Dataset entries
::::::::::

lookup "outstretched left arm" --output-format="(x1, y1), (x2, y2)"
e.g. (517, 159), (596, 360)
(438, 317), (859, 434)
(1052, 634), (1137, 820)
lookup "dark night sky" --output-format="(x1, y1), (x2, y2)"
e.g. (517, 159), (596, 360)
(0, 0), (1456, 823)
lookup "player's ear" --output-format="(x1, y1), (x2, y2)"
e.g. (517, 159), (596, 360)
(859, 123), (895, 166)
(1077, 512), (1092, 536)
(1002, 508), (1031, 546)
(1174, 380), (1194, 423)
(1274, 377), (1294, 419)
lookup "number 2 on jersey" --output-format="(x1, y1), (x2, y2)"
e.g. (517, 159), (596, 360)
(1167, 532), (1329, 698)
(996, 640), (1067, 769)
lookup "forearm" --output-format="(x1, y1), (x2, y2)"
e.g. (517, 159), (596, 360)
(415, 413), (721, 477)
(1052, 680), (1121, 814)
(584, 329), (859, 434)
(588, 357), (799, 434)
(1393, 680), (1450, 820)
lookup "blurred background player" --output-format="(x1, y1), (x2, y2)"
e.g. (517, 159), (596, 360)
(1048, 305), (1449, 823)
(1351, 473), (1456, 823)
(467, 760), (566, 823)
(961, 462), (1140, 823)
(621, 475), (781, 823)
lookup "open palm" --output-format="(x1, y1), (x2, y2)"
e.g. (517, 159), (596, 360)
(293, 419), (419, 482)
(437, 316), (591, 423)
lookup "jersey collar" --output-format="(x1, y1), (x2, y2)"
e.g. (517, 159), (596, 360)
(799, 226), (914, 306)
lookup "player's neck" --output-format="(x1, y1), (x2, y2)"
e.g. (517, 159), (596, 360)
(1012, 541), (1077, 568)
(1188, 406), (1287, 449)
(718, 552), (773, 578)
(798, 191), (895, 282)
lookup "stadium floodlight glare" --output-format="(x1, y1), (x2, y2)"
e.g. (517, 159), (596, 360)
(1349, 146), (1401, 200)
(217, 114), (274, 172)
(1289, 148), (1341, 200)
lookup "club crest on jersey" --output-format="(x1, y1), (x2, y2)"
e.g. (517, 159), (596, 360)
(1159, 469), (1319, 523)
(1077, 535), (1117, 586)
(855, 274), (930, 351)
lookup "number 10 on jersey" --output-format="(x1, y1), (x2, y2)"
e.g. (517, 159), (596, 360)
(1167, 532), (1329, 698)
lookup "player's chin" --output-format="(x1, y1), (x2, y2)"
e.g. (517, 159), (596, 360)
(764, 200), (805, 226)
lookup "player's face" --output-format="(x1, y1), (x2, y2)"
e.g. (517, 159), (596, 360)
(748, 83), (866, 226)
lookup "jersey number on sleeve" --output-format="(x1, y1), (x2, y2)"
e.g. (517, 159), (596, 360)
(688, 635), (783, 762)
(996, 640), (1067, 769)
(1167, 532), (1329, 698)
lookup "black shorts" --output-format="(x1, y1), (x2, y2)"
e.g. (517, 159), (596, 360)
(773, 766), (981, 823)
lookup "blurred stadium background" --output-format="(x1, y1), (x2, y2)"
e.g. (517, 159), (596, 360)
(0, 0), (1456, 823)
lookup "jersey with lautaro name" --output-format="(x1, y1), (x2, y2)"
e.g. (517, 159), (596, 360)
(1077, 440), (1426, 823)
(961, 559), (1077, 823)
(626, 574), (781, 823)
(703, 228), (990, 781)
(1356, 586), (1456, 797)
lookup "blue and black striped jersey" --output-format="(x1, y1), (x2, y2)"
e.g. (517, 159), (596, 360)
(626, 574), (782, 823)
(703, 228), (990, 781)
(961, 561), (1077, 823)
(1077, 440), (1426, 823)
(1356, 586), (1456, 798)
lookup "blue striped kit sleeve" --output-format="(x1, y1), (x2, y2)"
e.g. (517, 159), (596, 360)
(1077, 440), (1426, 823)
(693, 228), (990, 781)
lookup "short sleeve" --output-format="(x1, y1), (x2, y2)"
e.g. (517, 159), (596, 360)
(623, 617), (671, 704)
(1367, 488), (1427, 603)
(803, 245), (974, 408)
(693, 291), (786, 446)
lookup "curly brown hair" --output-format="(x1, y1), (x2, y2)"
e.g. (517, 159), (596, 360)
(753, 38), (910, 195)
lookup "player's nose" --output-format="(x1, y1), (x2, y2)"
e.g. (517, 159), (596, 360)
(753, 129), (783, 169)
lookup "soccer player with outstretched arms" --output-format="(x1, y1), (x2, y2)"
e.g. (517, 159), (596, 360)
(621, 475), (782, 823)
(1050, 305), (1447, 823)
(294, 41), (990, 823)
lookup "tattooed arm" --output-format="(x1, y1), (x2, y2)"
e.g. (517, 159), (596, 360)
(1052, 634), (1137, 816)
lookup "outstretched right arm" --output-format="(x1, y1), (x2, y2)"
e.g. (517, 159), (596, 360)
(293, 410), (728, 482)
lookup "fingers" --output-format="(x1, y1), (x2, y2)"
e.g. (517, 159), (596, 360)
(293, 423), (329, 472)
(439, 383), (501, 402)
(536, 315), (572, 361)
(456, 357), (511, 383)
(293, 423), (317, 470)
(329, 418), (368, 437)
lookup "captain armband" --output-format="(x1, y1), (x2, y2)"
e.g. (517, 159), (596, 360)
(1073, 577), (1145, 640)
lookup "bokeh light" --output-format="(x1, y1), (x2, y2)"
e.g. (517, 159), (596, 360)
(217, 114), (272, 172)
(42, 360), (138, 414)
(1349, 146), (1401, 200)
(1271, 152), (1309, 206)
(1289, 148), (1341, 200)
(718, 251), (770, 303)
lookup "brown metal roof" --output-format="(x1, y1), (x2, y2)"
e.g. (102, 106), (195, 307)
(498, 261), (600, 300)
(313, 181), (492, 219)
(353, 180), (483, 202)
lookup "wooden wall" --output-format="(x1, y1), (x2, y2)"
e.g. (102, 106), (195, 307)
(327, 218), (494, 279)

::::::::::

Problem description: Copy all of the records above, word for word.

The answer:
lookup "outstretched left arm" --output-format="(x1, y1), (x2, y2)"
e.g. (517, 159), (596, 360)
(438, 317), (859, 434)
(1052, 634), (1137, 820)
lookup "dark night sky" --output-format="(x1, y1), (x2, y2)"
e.g. (517, 159), (596, 360)
(0, 0), (1456, 823)
lookup "player's ear" --output-format="(x1, y1), (x2, y2)"
e.g. (517, 159), (596, 360)
(859, 123), (895, 166)
(1077, 512), (1092, 536)
(1002, 508), (1031, 546)
(1174, 380), (1194, 423)
(1274, 377), (1294, 419)
lookup "number 2 on jersey" --output-format="(x1, y1), (x2, y2)"
e.g. (517, 159), (596, 360)
(1167, 532), (1329, 698)
(996, 640), (1067, 769)
lookup "forearm" --output-format="(x1, y1), (x2, y2)"
e.g. (517, 159), (596, 360)
(415, 413), (721, 477)
(1052, 680), (1121, 814)
(584, 329), (859, 434)
(588, 357), (799, 434)
(1393, 680), (1450, 820)
lookup "blurred background player" --output-format="(x1, y1), (x2, y2)"
e.g. (517, 159), (596, 360)
(1048, 305), (1449, 823)
(1351, 473), (1456, 823)
(467, 760), (566, 823)
(961, 462), (1140, 823)
(621, 475), (781, 823)
lookup "open palm" --output-format="(x1, y1), (x2, y2)"
e.g. (517, 159), (596, 360)
(293, 419), (419, 482)
(437, 316), (591, 423)
lookup "jersey collar" --output-format="(x1, y1), (x2, y2)"
e.g. (517, 159), (596, 360)
(799, 226), (914, 306)
lookup "player's neck" --output-format="(x1, y1), (x2, y2)"
e.g. (517, 159), (596, 360)
(1012, 541), (1077, 568)
(1188, 406), (1287, 449)
(718, 552), (773, 578)
(798, 191), (895, 282)
lookup "stadium floodlight glare" --output-format="(x1, y1), (x2, y2)"
e.g. (517, 159), (596, 360)
(1349, 146), (1401, 200)
(217, 114), (274, 172)
(1289, 148), (1341, 200)
lookup "club crest on jersey" --output-format="(x1, y1), (x2, y2)"
e.g. (517, 159), (596, 360)
(1159, 469), (1319, 523)
(1077, 535), (1117, 586)
(855, 274), (930, 351)
lookup "number 10 on jersey" --output-format="(x1, y1), (x2, y2)"
e.g. (517, 159), (596, 360)
(1167, 532), (1329, 698)
lookup "player's chin" --output-format="(x1, y1), (x2, y2)"
e.g. (517, 159), (596, 360)
(764, 200), (805, 226)
lookup "player's face" --output-format="(x1, y1), (x2, y2)"
e.g. (517, 159), (596, 360)
(748, 83), (866, 226)
lookup "jersey number on sleeve" --output-format="(x1, y1), (x2, y2)"
e.g. (517, 159), (596, 360)
(688, 635), (783, 762)
(996, 640), (1067, 769)
(1167, 532), (1329, 698)
lookup "black shorts" --output-format="(x1, y1), (x2, y2)"
e.g. (517, 159), (596, 360)
(773, 766), (981, 823)
lookup "blurred stadium background" --output-format="(x1, y1), (x2, y2)"
e.g. (517, 159), (596, 360)
(0, 0), (1456, 823)
lookup "jersey with lautaro name" --output-format="(x1, y1), (x2, y2)"
e.g. (517, 159), (596, 360)
(1077, 440), (1426, 823)
(961, 559), (1077, 823)
(626, 574), (781, 823)
(703, 228), (990, 781)
(1356, 586), (1456, 797)
lookup "blue and black striped jersey" --output-format="(x1, y1), (x2, y2)"
e.g. (517, 159), (596, 360)
(626, 574), (782, 823)
(703, 228), (990, 781)
(961, 561), (1077, 823)
(1077, 440), (1426, 823)
(1356, 586), (1456, 798)
lookup "blue striped kit sleeve" --output-format="(x1, y1), (x2, y2)"
e.g. (517, 159), (596, 360)
(1077, 440), (1426, 823)
(693, 228), (990, 781)
lookup "short sleeve" --output-format="(x1, y1), (x2, y2)"
e.g. (517, 159), (596, 360)
(623, 617), (671, 704)
(1367, 488), (1427, 603)
(803, 245), (974, 408)
(693, 291), (786, 446)
lookup "curly brown hair" --output-format="(x1, y1), (x2, y2)"
e.g. (517, 159), (596, 360)
(753, 38), (910, 195)
lookup "player's nose" --output-format="(x1, y1), (x2, y2)"
e.g. (517, 159), (596, 360)
(753, 129), (783, 169)
lookup "soccer player with outstretched arms" --output-format="(x1, y1), (x2, y2)"
e.g. (517, 159), (596, 360)
(621, 475), (782, 823)
(1050, 305), (1447, 823)
(294, 41), (990, 823)
lookup "tattooed arm" --output-format="(x1, y1), (x2, y2)"
e.g. (517, 159), (596, 360)
(1052, 634), (1137, 816)
lookup "outstretched right arm" --output-format="(x1, y1), (x2, y2)"
e.g. (517, 159), (596, 360)
(293, 410), (728, 482)
lookup "fingers" --output-format="(x1, y1), (x2, y2)"
e.g. (517, 159), (596, 360)
(293, 423), (329, 472)
(439, 383), (501, 402)
(536, 315), (572, 361)
(456, 357), (511, 383)
(293, 423), (317, 470)
(329, 418), (368, 437)
lookup "captain armband" --output-format="(x1, y1), (x2, y2)"
e.g. (517, 159), (596, 360)
(1073, 577), (1145, 640)
lookup "bokeh light" --output-format="(x1, y1), (x2, y2)"
e.g. (517, 159), (596, 360)
(217, 114), (272, 172)
(42, 360), (138, 414)
(1349, 146), (1401, 200)
(1271, 152), (1309, 206)
(1289, 148), (1341, 200)
(718, 251), (770, 303)
lookup "brown metal roof" --output-format="(x1, y1), (x2, y2)"
e.g. (102, 106), (195, 307)
(498, 261), (600, 300)
(313, 181), (492, 219)
(353, 180), (483, 202)
lookup "wooden wall" --output-format="(x1, y1), (x2, y2)"
e.g. (102, 106), (195, 307)
(327, 218), (494, 279)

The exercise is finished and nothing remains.